Thesis Undergraduate 3,926 words

Audit Quality and Agency Theory

Last reviewed: March 1, 2012 ~20 min read
Abstract

This revised paper contains a thorough analysis of the Enron case with the customer's documents added into the text. The arguments of agency cost are presented in the light of the at case. The other sections of the paper are also expanded to include mention of the Enron case and its implications. The total length of the paper is 15 pages with 14 pages of text and slightly more than one page of references.

Audit Quality and Agency Theory

Auditors have existed since the 1300's and for most of that time, their role remained the same. Auditors were the life-line of governments and businesses, helping establishments maximize profit and efficiency, the benefits of which were enjoyed by everyone. As time passed, auditors were given new roles and worked routinely to assure the maximum profit of the company that employed them.

In the past 50 years, however, a tension arose between the role of the modern auditor and their employer. This tension, known as the agency theory and audit risk concept led initially to much criticism of the role of auditors in the business world. This role was further complicated as companies began giving company share incentives to their auditors to produce desirable reports. The primary case example for this abuse of accounting is the Enron case, in which the company intentionally ignored their internal auditors warnings and continued using high risk accounting practices, leading to their eventual bankruptcy. These reports started a destructive cycle that lost a great deal of money for many publicly held businesses. It is from this issue that the intrusive Sarbanes-Oxley legislation arose and the SEC gained control over the roles of auditors. This new role, known as corporate governance ensured that auditors with concerns about a businesses practices were reporting to someone other than the company and could act in accordance with the good of the company.

In this paper, I will explore the premise that modern globalism and government interference, such as Sarbanes-Oxley has resulted in diminishing the role of the auditor from an adviser to a simple statistical reporter. Further, this change, while giving the federal government an ability to review businesses private information, hindered the once positive relationship between the auditor and the higher executives within a company.

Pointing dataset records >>
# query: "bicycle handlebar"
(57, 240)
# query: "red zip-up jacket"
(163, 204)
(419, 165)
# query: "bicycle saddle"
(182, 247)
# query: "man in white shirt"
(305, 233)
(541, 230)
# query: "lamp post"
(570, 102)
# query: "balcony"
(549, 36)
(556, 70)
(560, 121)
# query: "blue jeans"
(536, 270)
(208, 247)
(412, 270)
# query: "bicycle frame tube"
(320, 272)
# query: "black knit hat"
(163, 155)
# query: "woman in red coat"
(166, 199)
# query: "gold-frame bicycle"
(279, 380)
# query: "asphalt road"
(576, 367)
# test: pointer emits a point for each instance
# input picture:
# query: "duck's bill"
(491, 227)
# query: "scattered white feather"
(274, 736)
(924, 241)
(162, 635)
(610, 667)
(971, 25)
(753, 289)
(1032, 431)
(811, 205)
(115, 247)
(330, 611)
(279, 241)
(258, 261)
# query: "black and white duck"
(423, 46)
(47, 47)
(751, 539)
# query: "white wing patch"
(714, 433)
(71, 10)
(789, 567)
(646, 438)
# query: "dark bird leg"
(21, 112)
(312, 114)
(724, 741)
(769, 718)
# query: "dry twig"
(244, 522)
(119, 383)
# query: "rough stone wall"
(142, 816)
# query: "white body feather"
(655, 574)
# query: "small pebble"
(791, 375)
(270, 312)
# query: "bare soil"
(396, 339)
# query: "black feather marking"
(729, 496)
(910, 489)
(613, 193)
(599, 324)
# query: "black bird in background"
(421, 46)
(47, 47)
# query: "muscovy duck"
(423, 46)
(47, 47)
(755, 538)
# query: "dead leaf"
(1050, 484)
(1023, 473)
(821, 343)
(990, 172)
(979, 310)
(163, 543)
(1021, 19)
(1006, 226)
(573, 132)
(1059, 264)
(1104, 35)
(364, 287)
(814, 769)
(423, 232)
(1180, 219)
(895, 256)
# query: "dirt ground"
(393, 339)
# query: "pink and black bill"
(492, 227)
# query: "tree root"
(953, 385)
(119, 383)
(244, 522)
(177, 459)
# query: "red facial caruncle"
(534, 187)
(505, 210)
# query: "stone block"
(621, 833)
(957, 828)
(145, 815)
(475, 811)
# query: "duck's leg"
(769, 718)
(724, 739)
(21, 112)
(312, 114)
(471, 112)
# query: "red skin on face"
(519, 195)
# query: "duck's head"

Set of tasks >>
• A. Extract each line of the records that contains the string "duck".
• B. Take the essay on audit quality and agency theory further, picking up after its last sentence.

Final answers >>
• A.
# query: "duck's bill"
# query: "black and white duck"
# query: "muscovy duck"
# query: "duck's leg"
# query: "duck's head"

• B.
Introduction

Since the 1300's governments and businesses have sought accountability and prevention of errors with regard to business efficiency and financial bookkeeping. This practice, known as auditing, has since grown into more areas than simply finances. In fact, there are currently auditors specializing in environmental, energy, and project audits. With so many audits being completed within companies, larger businesses are now finding it necessary to audit the auditors. This practice, regulated by audit certification companies and upheld by businesses, is a way of ensuring the best data and information. This form of accuracy within auditing, known as a statistical audit is yet the next step in ensuring the utmost accuracy and clarity within a company.

With so much money and time being spent within companies on auditing, it begs the question of whether society has gone too far and whether there is such a need where once there was not. This paper will seek to answer this very question by exploring the historical, legal, and practical applications of modern audit theory and its usefulness in the private and public sectors.

Audit History

Auditing is an old practice initiated in England to hold the royalty accountable for their spending. The earliest recorded audits are from 1314. While the type of audit is not particularly known, there are references made to the Auditor of the Exchequer (Matthews, 2006). Auditing then went out of fashion until the 1500's under Queen Elizabeth. By this time, there was statutory law in place which assigned auditors to the task of auditing royalty. By the 1700's, auditors were well established among Parliament and the royalty, which ensured yet again further clarity of where the rulers and government were spending funds.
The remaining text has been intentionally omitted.